* **WORK TO COMPLETE**
An exact copy of the line containing "gemstone with a single marker." and of every line after it, through the last line of the material, is what should be returned.
── EXCERPTED DATA
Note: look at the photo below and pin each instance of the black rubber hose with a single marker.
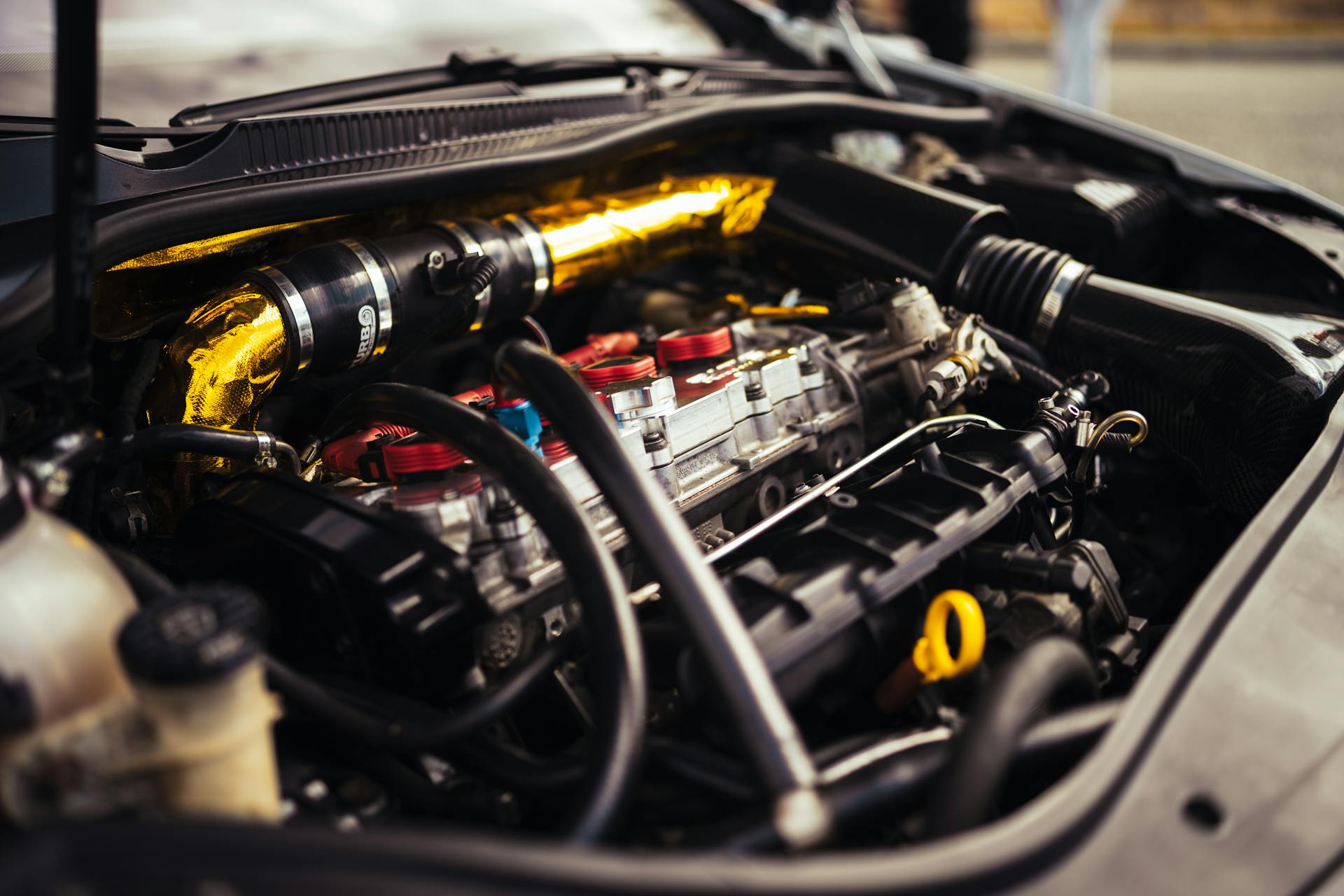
(619, 654)
(1050, 671)
(881, 790)
(409, 736)
(760, 713)
(134, 396)
(169, 438)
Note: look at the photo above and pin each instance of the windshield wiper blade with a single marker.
(460, 70)
(109, 132)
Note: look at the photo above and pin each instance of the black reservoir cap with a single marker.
(200, 634)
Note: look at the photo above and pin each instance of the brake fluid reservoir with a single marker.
(62, 603)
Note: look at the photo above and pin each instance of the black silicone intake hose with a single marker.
(768, 731)
(169, 438)
(619, 654)
(349, 302)
(1051, 671)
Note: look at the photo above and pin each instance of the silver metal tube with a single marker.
(840, 479)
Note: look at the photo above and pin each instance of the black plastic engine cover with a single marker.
(347, 589)
(820, 598)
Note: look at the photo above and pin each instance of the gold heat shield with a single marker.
(220, 363)
(616, 234)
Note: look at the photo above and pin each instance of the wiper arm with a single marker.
(461, 70)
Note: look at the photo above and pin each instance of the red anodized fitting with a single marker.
(555, 450)
(406, 460)
(617, 370)
(694, 344)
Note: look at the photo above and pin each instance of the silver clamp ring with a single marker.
(382, 298)
(267, 450)
(540, 257)
(302, 323)
(1054, 301)
(470, 248)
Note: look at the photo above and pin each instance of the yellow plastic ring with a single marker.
(932, 656)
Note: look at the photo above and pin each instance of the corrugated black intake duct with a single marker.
(879, 223)
(1240, 391)
(1237, 390)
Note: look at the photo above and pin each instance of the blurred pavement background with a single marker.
(1260, 81)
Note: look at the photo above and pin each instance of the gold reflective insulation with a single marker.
(615, 234)
(217, 370)
(232, 351)
(131, 298)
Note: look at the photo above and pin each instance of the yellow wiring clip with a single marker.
(932, 656)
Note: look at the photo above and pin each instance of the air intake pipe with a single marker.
(349, 302)
(1237, 390)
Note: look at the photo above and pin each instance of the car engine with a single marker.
(743, 495)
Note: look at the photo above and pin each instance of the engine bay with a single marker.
(752, 495)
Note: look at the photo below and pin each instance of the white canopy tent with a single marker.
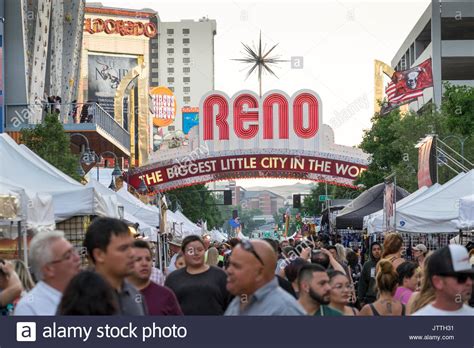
(374, 222)
(466, 213)
(437, 211)
(31, 173)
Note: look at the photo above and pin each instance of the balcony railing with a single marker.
(75, 117)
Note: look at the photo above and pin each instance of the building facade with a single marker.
(114, 72)
(445, 33)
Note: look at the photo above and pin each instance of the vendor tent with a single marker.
(466, 213)
(374, 222)
(370, 201)
(34, 209)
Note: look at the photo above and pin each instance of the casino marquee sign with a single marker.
(277, 136)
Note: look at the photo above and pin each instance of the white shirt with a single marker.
(430, 310)
(41, 300)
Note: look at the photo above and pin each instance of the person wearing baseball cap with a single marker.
(450, 275)
(419, 254)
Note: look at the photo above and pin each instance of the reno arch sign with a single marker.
(248, 137)
(276, 122)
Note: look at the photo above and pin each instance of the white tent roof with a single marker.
(466, 212)
(31, 173)
(374, 221)
(437, 211)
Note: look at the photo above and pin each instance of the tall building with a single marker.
(445, 33)
(185, 62)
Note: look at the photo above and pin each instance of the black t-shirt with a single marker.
(200, 294)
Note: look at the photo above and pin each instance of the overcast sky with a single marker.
(338, 41)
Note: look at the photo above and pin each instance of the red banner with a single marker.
(270, 164)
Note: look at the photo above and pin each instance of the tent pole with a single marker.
(25, 247)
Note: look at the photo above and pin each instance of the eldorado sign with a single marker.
(242, 136)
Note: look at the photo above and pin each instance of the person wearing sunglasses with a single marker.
(251, 278)
(451, 276)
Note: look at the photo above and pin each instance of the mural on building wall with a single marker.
(104, 75)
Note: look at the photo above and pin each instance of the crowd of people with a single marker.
(236, 277)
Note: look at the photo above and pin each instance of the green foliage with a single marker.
(49, 141)
(197, 203)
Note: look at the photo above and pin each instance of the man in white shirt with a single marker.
(54, 262)
(451, 276)
(175, 248)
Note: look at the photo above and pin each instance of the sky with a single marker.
(336, 41)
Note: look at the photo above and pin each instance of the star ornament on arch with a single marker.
(260, 60)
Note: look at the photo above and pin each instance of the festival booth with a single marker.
(370, 201)
(466, 213)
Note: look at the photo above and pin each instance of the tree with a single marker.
(197, 203)
(49, 141)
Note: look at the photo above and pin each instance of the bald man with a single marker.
(251, 278)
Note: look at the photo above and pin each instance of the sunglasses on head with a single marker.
(247, 246)
(460, 277)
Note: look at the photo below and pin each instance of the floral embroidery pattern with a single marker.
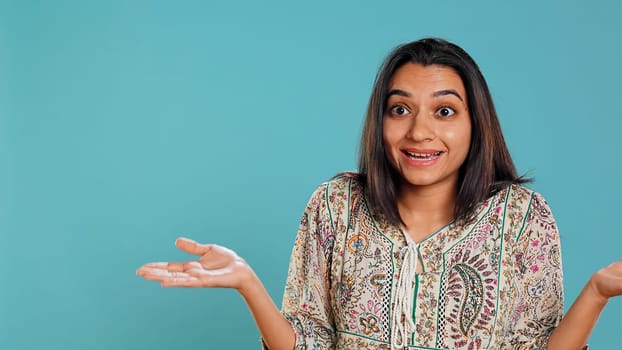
(493, 283)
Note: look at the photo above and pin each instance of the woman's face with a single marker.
(427, 127)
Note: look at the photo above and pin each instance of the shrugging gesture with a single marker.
(220, 267)
(217, 267)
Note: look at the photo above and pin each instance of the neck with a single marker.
(426, 209)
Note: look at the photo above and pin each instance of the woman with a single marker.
(434, 244)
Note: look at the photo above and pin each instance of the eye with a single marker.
(445, 112)
(399, 110)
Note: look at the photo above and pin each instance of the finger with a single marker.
(187, 282)
(189, 265)
(166, 266)
(191, 247)
(151, 266)
(163, 276)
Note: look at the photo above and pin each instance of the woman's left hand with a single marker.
(607, 282)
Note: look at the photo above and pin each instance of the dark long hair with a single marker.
(488, 167)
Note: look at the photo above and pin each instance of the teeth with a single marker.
(423, 155)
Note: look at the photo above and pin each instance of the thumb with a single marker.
(191, 247)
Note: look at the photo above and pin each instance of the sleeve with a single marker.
(539, 307)
(306, 300)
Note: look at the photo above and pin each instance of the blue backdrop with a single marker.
(125, 124)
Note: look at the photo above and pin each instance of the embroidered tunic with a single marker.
(493, 283)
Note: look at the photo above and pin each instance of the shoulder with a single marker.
(338, 189)
(526, 212)
(518, 198)
(334, 199)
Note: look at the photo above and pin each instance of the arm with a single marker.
(576, 326)
(219, 267)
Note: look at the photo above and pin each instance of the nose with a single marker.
(421, 128)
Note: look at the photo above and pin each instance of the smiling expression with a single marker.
(427, 126)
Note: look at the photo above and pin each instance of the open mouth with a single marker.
(422, 156)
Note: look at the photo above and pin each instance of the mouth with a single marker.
(422, 156)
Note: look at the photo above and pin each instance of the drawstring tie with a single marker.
(404, 296)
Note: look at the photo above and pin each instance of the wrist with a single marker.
(592, 291)
(250, 283)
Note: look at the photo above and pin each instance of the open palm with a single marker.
(217, 267)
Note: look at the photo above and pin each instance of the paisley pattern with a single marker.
(492, 283)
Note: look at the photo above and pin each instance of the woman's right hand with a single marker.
(216, 267)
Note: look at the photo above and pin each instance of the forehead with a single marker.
(414, 77)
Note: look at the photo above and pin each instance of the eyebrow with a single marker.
(435, 94)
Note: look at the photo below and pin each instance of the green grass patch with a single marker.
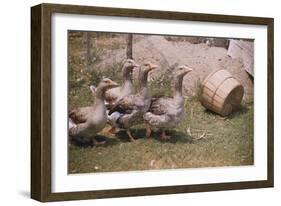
(203, 139)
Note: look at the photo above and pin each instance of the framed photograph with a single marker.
(130, 102)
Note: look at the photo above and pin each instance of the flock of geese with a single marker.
(122, 107)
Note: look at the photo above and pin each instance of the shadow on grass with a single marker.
(176, 137)
(241, 110)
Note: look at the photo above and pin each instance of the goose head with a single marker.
(128, 67)
(146, 68)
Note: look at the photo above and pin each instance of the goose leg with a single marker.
(130, 135)
(148, 131)
(96, 142)
(164, 136)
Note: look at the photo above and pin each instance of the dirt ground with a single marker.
(168, 53)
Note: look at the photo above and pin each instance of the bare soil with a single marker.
(168, 54)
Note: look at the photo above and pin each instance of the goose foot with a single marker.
(96, 142)
(130, 135)
(148, 131)
(164, 136)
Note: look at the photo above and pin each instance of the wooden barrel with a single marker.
(221, 92)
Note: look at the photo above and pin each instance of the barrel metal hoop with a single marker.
(218, 88)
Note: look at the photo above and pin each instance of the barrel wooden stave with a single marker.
(221, 92)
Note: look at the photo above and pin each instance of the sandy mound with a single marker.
(167, 54)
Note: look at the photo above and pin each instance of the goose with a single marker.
(130, 109)
(115, 94)
(167, 112)
(86, 122)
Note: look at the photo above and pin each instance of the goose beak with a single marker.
(135, 65)
(187, 70)
(113, 84)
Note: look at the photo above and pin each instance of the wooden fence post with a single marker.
(130, 46)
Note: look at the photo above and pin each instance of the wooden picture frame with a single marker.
(41, 171)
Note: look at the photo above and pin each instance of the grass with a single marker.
(203, 139)
(212, 141)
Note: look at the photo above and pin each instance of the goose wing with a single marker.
(112, 95)
(160, 106)
(128, 104)
(80, 115)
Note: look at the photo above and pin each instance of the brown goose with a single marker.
(86, 122)
(126, 88)
(130, 109)
(167, 112)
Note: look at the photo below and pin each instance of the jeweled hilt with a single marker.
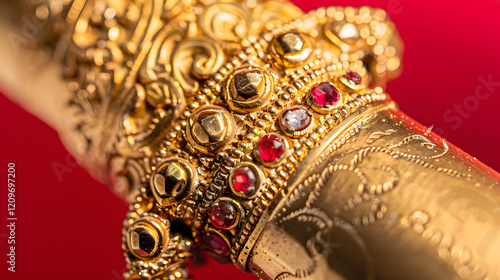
(200, 111)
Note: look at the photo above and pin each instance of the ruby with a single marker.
(353, 76)
(296, 118)
(244, 180)
(223, 214)
(217, 245)
(325, 94)
(270, 148)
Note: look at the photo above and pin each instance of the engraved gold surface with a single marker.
(386, 191)
(165, 99)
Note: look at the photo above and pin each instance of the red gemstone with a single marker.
(325, 94)
(244, 180)
(353, 76)
(223, 214)
(270, 148)
(217, 245)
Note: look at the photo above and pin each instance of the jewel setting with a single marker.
(296, 121)
(324, 97)
(270, 149)
(245, 180)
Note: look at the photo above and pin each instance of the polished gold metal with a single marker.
(166, 99)
(248, 89)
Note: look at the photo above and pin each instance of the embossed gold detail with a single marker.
(210, 129)
(248, 89)
(291, 49)
(173, 181)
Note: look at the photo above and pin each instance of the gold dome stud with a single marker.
(173, 181)
(291, 49)
(248, 89)
(210, 129)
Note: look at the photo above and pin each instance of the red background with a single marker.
(71, 229)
────
* **RESULT FOR THIS EXERCISE**
Note: look at the photo above and pin each instance of the red gemstone with a single marker.
(325, 94)
(244, 180)
(353, 76)
(223, 214)
(270, 148)
(217, 245)
Note: look at the photo above and pin each instance of the jewel setting with a single marker.
(296, 121)
(324, 97)
(270, 149)
(245, 180)
Note: look at the photo above and pin each instance of the polished gold metal with a single marker.
(166, 99)
(248, 89)
Note: look at the photo above and pin each instance of the embossed gold detail with a single marker.
(210, 129)
(248, 89)
(291, 49)
(173, 181)
Note: look at the photo above and pin each instance of the gold dome stud with a single marker.
(173, 181)
(291, 49)
(248, 89)
(210, 129)
Note: look at the photo above and pin each instance of the red background with a single marker.
(71, 229)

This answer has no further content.